* [作業指示]:
「of the stone」を含む行から「[(390, 84)]」を含む行までを、解答以外の部分も省かずにもう一度書き出してください。解答に並ぶ座標の数値はすべて142を足してずらすこと。

* [提供された行]:
◆ ◆ ◆ ◆

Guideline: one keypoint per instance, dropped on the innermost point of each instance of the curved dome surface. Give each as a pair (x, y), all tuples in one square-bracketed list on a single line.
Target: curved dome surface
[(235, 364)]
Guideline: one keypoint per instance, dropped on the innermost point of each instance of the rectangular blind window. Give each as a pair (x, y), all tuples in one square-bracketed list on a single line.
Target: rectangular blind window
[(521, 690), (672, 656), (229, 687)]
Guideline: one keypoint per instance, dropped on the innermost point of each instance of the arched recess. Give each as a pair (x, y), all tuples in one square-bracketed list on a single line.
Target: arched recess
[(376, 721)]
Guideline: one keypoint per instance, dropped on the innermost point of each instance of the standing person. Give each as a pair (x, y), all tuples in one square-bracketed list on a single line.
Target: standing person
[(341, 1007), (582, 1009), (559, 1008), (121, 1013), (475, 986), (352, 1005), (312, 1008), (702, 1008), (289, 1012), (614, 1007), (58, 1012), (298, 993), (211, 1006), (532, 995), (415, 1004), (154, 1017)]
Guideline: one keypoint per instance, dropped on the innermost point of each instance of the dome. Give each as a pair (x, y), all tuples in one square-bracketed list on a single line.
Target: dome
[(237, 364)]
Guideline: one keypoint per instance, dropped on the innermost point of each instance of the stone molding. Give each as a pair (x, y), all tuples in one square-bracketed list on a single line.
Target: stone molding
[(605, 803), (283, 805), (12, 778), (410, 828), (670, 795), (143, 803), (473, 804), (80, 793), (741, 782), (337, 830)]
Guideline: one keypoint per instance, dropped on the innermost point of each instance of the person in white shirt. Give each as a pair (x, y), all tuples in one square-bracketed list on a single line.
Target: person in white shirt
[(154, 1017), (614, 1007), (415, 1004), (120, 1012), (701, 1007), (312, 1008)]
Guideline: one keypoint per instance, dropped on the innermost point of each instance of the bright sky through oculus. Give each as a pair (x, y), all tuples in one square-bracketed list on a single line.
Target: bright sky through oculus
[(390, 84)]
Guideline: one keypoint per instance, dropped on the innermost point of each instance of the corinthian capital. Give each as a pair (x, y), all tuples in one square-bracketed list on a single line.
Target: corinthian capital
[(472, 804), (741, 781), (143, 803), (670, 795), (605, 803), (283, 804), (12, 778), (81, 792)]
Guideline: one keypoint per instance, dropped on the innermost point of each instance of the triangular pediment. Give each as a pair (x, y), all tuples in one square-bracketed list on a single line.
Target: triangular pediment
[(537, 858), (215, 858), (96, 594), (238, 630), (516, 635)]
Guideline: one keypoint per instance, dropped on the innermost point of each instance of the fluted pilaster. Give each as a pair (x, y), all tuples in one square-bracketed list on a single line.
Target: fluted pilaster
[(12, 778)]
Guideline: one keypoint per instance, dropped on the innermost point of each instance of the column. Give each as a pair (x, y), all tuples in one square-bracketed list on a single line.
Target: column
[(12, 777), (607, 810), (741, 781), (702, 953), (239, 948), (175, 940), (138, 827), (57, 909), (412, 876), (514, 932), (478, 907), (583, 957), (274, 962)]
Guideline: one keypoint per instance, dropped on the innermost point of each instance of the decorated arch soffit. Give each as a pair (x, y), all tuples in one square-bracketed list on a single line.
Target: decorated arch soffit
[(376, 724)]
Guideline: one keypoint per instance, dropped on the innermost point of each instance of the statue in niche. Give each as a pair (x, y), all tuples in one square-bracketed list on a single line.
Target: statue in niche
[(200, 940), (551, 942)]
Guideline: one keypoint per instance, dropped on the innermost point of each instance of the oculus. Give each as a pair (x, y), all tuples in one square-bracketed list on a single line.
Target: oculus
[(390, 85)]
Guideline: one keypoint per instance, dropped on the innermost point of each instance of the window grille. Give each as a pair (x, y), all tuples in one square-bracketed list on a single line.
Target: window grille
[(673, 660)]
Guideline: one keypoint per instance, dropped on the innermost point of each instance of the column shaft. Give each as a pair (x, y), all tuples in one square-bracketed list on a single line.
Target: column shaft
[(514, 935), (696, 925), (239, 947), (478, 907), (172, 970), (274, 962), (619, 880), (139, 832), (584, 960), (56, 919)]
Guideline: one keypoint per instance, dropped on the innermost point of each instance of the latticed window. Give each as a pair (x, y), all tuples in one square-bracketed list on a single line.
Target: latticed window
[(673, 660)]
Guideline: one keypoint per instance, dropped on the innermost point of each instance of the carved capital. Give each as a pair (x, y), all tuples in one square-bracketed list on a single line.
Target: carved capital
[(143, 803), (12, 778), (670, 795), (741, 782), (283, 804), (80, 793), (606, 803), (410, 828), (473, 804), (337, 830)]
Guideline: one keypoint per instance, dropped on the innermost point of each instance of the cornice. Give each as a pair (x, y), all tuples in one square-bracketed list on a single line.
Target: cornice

◆ ◆ ◆ ◆

* [演習の結果]:
Guideline: one keypoint per instance, dropped on the innermost point of each instance of the stone molding. Give each as a pair (x, y), all tuples in one square-bracketed list on a single line.
Target: stone molding
[(747, 945), (425, 947), (154, 920), (552, 970), (812, 937), (285, 945), (615, 946), (222, 935), (883, 924), (479, 972)]
Guideline: one keypoint per instance, dropped on the innermost point of each instance of the person in white shirt. Give each as a pair (x, y), all tuples in one square-bracketed list on a single line.
Target: person in white shirt
[(296, 1159), (756, 1149), (557, 1146), (262, 1154), (843, 1149), (454, 1150)]
Guideline: one keypoint per instance, dropped on the innermost point of each instance of the bright sky through oculus. Give each as a pair (x, y), all tuples in one square-bracketed list on a single line.
Target: bright sky through oculus
[(532, 226)]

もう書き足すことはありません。